» Work item: Images excepted, the data below must be repeated exactly.

» Records:

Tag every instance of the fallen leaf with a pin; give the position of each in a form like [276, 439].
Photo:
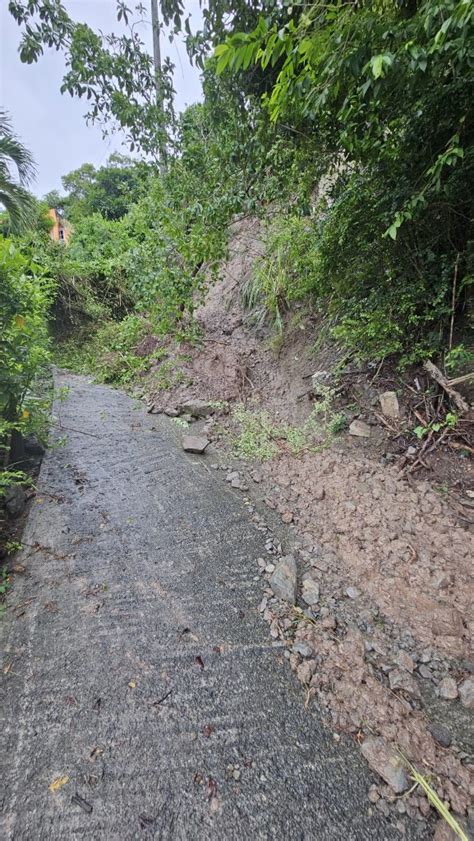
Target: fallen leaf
[84, 804]
[207, 730]
[58, 783]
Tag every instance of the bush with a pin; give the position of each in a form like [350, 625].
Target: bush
[25, 298]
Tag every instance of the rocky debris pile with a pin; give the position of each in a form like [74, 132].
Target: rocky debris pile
[396, 541]
[367, 681]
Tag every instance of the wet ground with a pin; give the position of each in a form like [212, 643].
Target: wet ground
[142, 695]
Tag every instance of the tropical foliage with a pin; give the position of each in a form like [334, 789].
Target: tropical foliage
[346, 126]
[13, 193]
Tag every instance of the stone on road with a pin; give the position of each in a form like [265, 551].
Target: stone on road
[142, 696]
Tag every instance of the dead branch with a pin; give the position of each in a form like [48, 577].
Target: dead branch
[457, 398]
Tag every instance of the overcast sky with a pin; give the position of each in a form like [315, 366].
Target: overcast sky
[52, 125]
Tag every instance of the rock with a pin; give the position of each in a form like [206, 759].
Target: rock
[447, 622]
[197, 408]
[448, 689]
[443, 832]
[373, 794]
[239, 484]
[283, 580]
[310, 592]
[319, 378]
[194, 444]
[470, 819]
[405, 662]
[33, 446]
[302, 648]
[329, 623]
[359, 429]
[466, 693]
[383, 759]
[389, 404]
[400, 679]
[440, 734]
[15, 501]
[306, 671]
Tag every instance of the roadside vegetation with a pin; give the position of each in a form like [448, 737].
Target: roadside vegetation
[346, 127]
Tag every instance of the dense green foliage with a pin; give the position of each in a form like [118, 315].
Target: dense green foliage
[347, 126]
[383, 88]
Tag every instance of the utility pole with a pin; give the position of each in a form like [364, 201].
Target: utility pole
[155, 23]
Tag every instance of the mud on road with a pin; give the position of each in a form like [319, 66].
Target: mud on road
[142, 695]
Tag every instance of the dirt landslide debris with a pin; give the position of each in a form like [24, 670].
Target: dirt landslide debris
[372, 600]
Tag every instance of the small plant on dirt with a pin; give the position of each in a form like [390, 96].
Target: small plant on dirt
[256, 436]
[12, 546]
[5, 584]
[168, 375]
[338, 423]
[434, 799]
[181, 423]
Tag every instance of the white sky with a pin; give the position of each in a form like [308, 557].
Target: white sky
[52, 125]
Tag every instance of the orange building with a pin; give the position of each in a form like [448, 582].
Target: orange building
[61, 229]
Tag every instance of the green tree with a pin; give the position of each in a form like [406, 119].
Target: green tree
[109, 190]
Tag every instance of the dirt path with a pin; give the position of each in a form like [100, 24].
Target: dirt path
[137, 671]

» Output for this task:
Tag every instance of the fallen leaf with a pin; give the position of each in a form like [276, 439].
Photo:
Target: fallen leaf
[84, 804]
[207, 730]
[58, 783]
Tag every instance of the bush with a pin; give the position of each in a form like [350, 625].
Target: bush
[25, 298]
Tag every instance of the rocky debris pile with a pin; give the position of each in a form like [74, 132].
Target: rocky debris pile
[396, 541]
[367, 681]
Tag every instance of the wet ground with a pin; give the position of each in a form like [212, 643].
Target: wet ground
[142, 695]
Tag every instance of the tropical foliage with a pin; give the position of each in a form like [334, 789].
Target: tropical foliage
[346, 126]
[13, 193]
Tag every instance of the stone on road with a pin; give the position of each in a form like [265, 551].
Target: stone on road
[142, 696]
Tag every instance of the dead branch with a pin; give the position of each in a form like [48, 577].
Target: dead branch
[457, 398]
Tag every instance of the overcast sky with a pin; give the position of each in a form like [315, 366].
Target: overcast sky
[52, 125]
Tag every instance of the rock with a pin; give the position of each in a form like [206, 759].
Target: rock
[447, 622]
[197, 408]
[448, 689]
[443, 832]
[373, 794]
[239, 484]
[283, 580]
[310, 592]
[319, 378]
[194, 444]
[470, 819]
[405, 662]
[33, 446]
[302, 648]
[329, 623]
[359, 429]
[466, 693]
[383, 759]
[389, 404]
[400, 679]
[440, 734]
[15, 501]
[306, 671]
Tag every instance of the roadside vegetation with a pin; give the position of each in a form like [448, 737].
Target: roadside vegetation
[346, 127]
Tag every instance of the dense green foliage with a pin; give the position of each in a form like [118, 315].
Target: dense green foliage
[347, 126]
[383, 88]
Tag every instance of the utility pole with a pin; give the position of each in a form like [364, 201].
Target: utility pole
[155, 23]
Tag every instance of the mud on road with a pin; give the position of each in a form like [319, 66].
Target: mud on road
[142, 695]
Tag every instance of the dirt landslide debris with a pin; give the position of each in a form like [24, 670].
Target: dirt landslide debris
[372, 600]
Tag every instance of the small plant on dirt with a pin; give the position of each in a form like [390, 96].
Target: small plant on dirt
[256, 436]
[12, 546]
[5, 584]
[168, 375]
[338, 423]
[434, 799]
[181, 423]
Tag every instance of the white sky with a pin; give the position of each in a form like [308, 557].
Target: white sky
[52, 125]
Tag every instance of the orange building with a pin; give the position of each in a form like [448, 582].
Target: orange building
[61, 229]
Tag every instance of the green tree with a pin; give the position of each in a form like [406, 119].
Target: green tree
[109, 190]
Tag every instance of the dirt path with a pin; give the position of each in a form like [100, 24].
Target: dirt path
[137, 671]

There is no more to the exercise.